### Aufgabenblock
1. Wen verheizt Russland laut dem Textabschnitt über den Krieg gegen die Ukraine zu Tausenden?
2. Führe den Textabschnitt über den Krieg gegen die Ukraine im Anschluss an seinen letzten Satz weiter.

### Textabschnitt

„…um des Lebendigen Willen“ Ein Jahr nach dem Angriff: Solidarität mit dem Widerstand in der Ukraine.

I.               Ein Jahr Terror
Ein Jahr ist nun seit dem Beginn der Aggression auf die Ukraine durch Putins Russland vergangen. Der Angriffskrieg zielt u.a. auf Zerstörung und Demütigung der ukrainischen Bevölkerung ab. Auch Massaker an Zivilist*innen oder die Destruktion der Infrastruktur und Energieversorgung in der Mitte des Winters, um so viel Leid und Not wie es nur geht zu erzeugen, gehören zum Repertoire dieser Aggression. Gleichzeitig werden tausende von zwangsrekrutierten russischen Bürger*innen, insbesondere aus marginalisierten Regionen und Nationalitäten, durch Russland verheizt. Ukrainer*innen fanden sich von der Situation selbst an die Front versetzt, um ihr Leben zu verteidigen. Direkt wurde klar: Es hängt davon ab, wie und mit welchen Mitteln die Ukrainer*innen sich verteidigen können, wie Leid verhindert oder zumindest gemindert wird und Putins Aggression aufgehalten werden kann. Das Sterben zu verhindern – darum geht es an erster Stelle, wenn man auf diesen Krieg schaut.

Auszüge aus Zeigedaten:
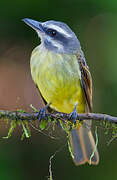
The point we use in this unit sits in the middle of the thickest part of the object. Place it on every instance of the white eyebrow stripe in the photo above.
(59, 29)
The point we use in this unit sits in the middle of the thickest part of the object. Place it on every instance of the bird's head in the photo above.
(55, 36)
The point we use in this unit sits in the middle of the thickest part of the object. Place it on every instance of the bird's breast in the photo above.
(58, 79)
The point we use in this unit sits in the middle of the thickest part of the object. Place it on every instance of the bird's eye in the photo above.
(51, 32)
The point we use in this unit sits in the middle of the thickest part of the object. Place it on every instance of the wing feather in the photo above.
(86, 80)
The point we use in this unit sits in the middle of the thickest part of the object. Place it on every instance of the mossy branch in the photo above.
(20, 115)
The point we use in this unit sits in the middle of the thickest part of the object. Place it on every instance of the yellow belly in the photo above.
(58, 79)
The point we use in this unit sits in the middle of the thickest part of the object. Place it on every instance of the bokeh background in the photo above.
(95, 23)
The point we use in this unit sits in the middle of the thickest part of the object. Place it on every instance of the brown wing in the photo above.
(86, 80)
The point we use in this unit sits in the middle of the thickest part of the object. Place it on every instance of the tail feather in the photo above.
(82, 146)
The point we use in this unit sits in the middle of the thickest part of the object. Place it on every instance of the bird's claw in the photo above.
(41, 114)
(74, 115)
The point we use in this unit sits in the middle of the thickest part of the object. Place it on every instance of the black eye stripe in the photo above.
(51, 32)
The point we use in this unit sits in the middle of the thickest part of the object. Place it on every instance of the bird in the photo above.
(62, 76)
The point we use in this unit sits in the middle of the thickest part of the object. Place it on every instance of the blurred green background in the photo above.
(95, 23)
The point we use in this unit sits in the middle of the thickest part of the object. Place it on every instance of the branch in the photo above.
(17, 115)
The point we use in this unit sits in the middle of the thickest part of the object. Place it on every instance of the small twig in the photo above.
(14, 115)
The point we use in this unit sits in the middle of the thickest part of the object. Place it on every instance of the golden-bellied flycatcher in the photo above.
(60, 72)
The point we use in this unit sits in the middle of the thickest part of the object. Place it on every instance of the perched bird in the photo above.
(60, 72)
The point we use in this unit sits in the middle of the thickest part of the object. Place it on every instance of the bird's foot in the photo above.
(42, 113)
(74, 115)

### Lösungen
1. Zwangsrekrutierte russische Bürger*innen, insbesondere aus marginalisierten Regionen und Nationalitäten.

2.
Diplomatische Verhandlungen waren bisher nie eine realistische Option

Von Seiten der russischen Staatsmedien wird der Ukraine immer wieder ein Abbruch der Verhandlungen vorgeworfen. An dieser Stelle muss daran erinnert werden, dass die ersten Bedingungen Russlands quasi eine Selbstauflösung ukrainischen Lebens bedeutet hätten. Die Verhandlungen des Istanbuler Kommuniqués wurden in einem Zeitraum abgebrochen, als die Kriegsverbrechen in den befreiten Gebieten wie Butcha oder Irpin an die Öffentlichkeit gelangten. Im Angesicht des Grauens der systematisch verübten Kriegsverbrechen gegen die ukrainische Zivilbevölkerung weiterhin auf die Verhandlungsbereitschaft Russlands zu pochen, entlarvt die menschenfeindliche Elemente des querfrontlerischen Pazifismus.
Ja, tatsächlich geht es in diesem Krieg auch um eine Alternative innerhalb des falschen Ganzen dieser Weltordnung: Soll sich die Ukraine als liberale Demokratie weiterentwickeln oder zum Einflussbereich des russischen Neo-Imperiums Putins als Vasallenstaat zurückkehren? So unbefriedigend die Alternative einer bürgerlich-kapitalistischen Gesellschaft, so klar ist es, dass diese die bessere ist.
Die russische Aggression manövriert die Menschen in der Ukraine in eine existenzbedrohende Situation. Sie beraubt sie jeglicher Alternative und zwingt sie zunehmend dazu, zwischen Leben und Tod zu wählen – und im Angesicht der tausenden zivilen Todesopfer scheint es absurd, sich dieser Alternative zu entziehen.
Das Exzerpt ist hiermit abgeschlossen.